▶ [Supplied information]:
◆ ◆ ◆ ◆

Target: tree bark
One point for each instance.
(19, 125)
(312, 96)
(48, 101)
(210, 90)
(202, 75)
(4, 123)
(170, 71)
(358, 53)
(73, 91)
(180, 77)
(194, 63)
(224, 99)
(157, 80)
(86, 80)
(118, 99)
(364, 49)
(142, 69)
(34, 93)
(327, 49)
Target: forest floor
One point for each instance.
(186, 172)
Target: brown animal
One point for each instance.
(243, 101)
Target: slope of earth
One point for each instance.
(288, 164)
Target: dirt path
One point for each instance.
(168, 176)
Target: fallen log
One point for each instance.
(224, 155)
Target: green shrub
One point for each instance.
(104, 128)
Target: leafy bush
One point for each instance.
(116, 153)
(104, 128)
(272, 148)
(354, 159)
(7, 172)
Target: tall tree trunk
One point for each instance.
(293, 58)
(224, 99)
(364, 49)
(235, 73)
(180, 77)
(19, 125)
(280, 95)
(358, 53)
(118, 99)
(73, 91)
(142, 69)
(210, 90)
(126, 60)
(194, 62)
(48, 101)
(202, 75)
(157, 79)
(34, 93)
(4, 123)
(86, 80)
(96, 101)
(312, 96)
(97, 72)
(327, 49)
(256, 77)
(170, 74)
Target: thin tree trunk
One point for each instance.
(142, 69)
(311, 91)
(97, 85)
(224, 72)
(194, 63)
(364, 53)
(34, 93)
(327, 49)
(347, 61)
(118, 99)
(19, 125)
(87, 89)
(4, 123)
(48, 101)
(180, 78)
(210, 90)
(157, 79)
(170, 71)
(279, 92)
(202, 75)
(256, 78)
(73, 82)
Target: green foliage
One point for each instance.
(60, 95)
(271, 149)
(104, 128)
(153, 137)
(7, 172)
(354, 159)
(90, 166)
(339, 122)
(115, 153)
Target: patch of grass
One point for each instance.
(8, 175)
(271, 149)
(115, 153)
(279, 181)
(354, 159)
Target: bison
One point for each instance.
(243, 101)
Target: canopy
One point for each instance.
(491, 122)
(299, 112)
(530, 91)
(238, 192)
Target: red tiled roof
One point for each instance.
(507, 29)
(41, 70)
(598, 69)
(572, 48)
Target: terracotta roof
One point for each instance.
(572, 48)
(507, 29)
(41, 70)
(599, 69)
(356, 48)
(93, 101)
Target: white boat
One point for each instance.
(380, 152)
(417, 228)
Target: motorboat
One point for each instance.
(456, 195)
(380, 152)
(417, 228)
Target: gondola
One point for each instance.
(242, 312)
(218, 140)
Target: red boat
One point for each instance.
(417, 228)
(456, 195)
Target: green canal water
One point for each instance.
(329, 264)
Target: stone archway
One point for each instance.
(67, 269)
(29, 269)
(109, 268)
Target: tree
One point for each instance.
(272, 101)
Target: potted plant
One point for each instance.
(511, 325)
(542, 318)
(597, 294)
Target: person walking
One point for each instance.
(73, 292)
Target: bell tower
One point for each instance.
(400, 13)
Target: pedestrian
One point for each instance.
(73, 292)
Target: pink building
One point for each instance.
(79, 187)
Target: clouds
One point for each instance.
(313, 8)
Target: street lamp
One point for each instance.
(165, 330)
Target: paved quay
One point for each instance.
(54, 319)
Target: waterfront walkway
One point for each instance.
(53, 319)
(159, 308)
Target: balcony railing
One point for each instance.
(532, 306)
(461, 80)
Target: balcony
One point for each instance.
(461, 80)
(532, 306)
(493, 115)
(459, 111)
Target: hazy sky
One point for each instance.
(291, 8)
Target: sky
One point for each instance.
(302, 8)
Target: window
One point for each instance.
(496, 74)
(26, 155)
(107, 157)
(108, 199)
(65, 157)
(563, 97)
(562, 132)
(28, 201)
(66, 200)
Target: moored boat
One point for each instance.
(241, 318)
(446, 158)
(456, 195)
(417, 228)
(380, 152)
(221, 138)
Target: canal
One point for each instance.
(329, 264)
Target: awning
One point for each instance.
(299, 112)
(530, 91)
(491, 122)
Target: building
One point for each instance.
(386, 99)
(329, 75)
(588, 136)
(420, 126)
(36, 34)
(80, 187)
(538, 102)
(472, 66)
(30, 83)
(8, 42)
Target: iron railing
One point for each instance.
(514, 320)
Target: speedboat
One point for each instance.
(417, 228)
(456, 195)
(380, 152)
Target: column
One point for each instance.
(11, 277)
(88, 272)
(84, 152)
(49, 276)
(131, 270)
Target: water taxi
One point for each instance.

◆ ◆ ◆ ◆

▶ [Set task]:
Scale the part of the material that opens with the line containing "Target: clouds" and runs through the end of the material, both ends included. Give only those lines, requests included, with every point coordinate multiplied by 2 and rounded to a whole number (halves round up).

▶ [Full answer]:
Target: clouds
One point for each instance.
(626, 16)
Target: street lamp
One point for each instance.
(330, 660)
Target: paved quay
One point for each instance.
(108, 638)
Target: waterfront walkway
One point for each instance.
(106, 638)
(318, 616)
Target: balcony railing
One point for each instance.
(1064, 612)
(922, 160)
Target: balcony
One point for each instance.
(922, 160)
(1064, 612)
(986, 230)
(918, 222)
Target: hazy sky
One point for each instance.
(582, 16)
Target: sky
One point for each instance.
(604, 16)
Target: window
One point for each instance.
(992, 148)
(52, 310)
(214, 314)
(216, 398)
(130, 314)
(1126, 194)
(1124, 264)
(56, 402)
(132, 400)
Target: moored boat
One point for each instance.
(482, 636)
(892, 316)
(912, 390)
(834, 456)
(760, 304)
(442, 276)
Target: canal
One point for each instance.
(658, 528)
Target: awning
One point for each instance.
(598, 224)
(1060, 182)
(982, 244)
Target: building
One point for each instance.
(772, 198)
(658, 150)
(1176, 272)
(840, 252)
(72, 68)
(160, 374)
(1076, 204)
(944, 132)
(60, 166)
(16, 84)
Target: iron railing
One point for each instance.
(1028, 640)
Target: speedboat
One point for each instance.
(834, 456)
(912, 390)
(760, 304)
Target: column
One point for each instance.
(22, 554)
(176, 544)
(168, 304)
(98, 552)
(262, 540)
Target: water taxi
One point for each instance.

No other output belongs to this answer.